Stated goal A: According to the forum answer, why is shortening the URI with a generic compression algorithm useless here?
Stated goal B: Reproduce the passage of the forum answer between "You simply won't" and "are allowed to).", inclusive.
Stated goal C: Rewrite the paragraph of the forum answer that begins "If you want to shorten it, be smart" as a bulleted list, preserving its main points.

Document passage:
=-=-=

You simply won't be able to secure your link if there is no "secret password" stored somewhere: as long as the URI carries all information to access your resource, then it will be decodable and your "custom security" (they are opposite words btw) will be broken easily.
You can still put a salt in your PHP code (like $mysalt="....long random string...") since I doubt you want an eternal security (such approach is weak because you cannot renew the $mysalt value, but in your case, a few years security sounds sufficient, since anyway, a user can buy one picture and share it elsewhere, breaking any of your security mechanism).
If you want to have a safe mechanism, use a well-known one (as a framework would carry), along with authentication and user rights management mechanism (so you can know who's looking for your image, and whether they are allowed to).
Security has a cost. If you don't want to afford its computing and storing requirements, then forget about it.
Secure by signing the URL
If you want to avoid users easy by-passing and get full resolution picture, then you may just sign the URI (but really, for safety, use something that already exist instead of that quick draft example below):
$salt = '....long random stirng...';
$params = array('img' => '...', 'h' => '...', 'w' => '...');
$p = http_build_query($params);
$check = password_hash($p, PASSWORD_BCRYPT, array('salt' => $salt, 'cost' => 1000);
$uri = http_build_query(array_merge($params, 'sig' => $check));
Decoding:
$sig = $_GET['sig'];
$params = $_GET;
unset($params['sig']);
// Same as previous
$salt = '....long random stirng...';
$p = http_build_query($params);
$check = password_hash($p, PASSWORD_BCRYPT, array('salt' => $salt, 'cost' => 1000);
if ($sig !== $check) throw new DomainException('Invalid signature');
See password_hash
Shorten smartly
"Shortening" with a generic compression algorithm is useless here because the headers will be longer than the URI, so it will almost never shorten it.
If you want to shorten it, be smart: don't give the relative path (/dir/dir) if it's always the same (or give it only if it's not the main one). Don't give the extension if it's always the same (or give it when it's not png if almost everything is in png). Don't give the height because the image carries the aspect ratio: you only need the width. Give it in x100px if you do not need a pixel-accurate width.

=-=-=

Supplied material:
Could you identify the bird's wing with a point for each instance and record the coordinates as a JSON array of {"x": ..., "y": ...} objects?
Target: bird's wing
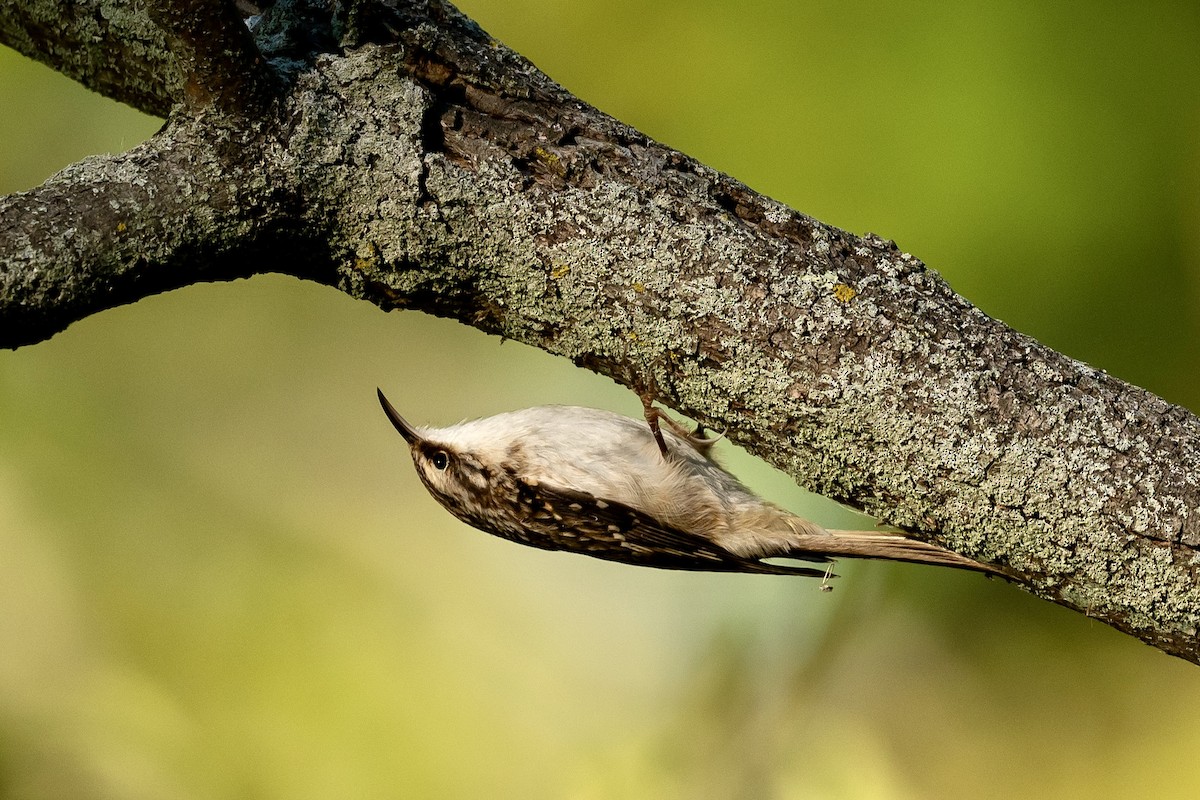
[{"x": 585, "y": 523}]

=-=-=

Correct output A: The headers would be longer than the URI, so compression would almost never shorten it.

Correct output B:
You simply won't be able to secure your link if there is no "secret password" stored somewhere: as long as the URI carries all information to access your resource, then it will be decodable and your "custom security" (they are opposite words btw) will be broken easily.
You can still put a salt in your PHP code (like $mysalt="....long random string...") since I doubt you want an eternal security (such approach is weak because you cannot renew the $mysalt value, but in your case, a few years security sounds sufficient, since anyway, a user can buy one picture and share it elsewhere, breaking any of your security mechanism).
If you want to have a safe mechanism, use a well-known one (as a framework would carry), along with authentication and user rights management mechanism (so you can know who's looking for your image, and whether they are allowed to).

Correct output C:
- Omit the relative path (/dir/dir) if it is always the same, or include it only when it is not the main one.
- Omit the extension if it is always the same, or include it only when it differs, for example when it is not png and almost everything is in png.
- Omit the height, since the image carries the aspect ratio; only the width is needed.
- Give the width in units of 100px if a pixel-accurate width is not needed.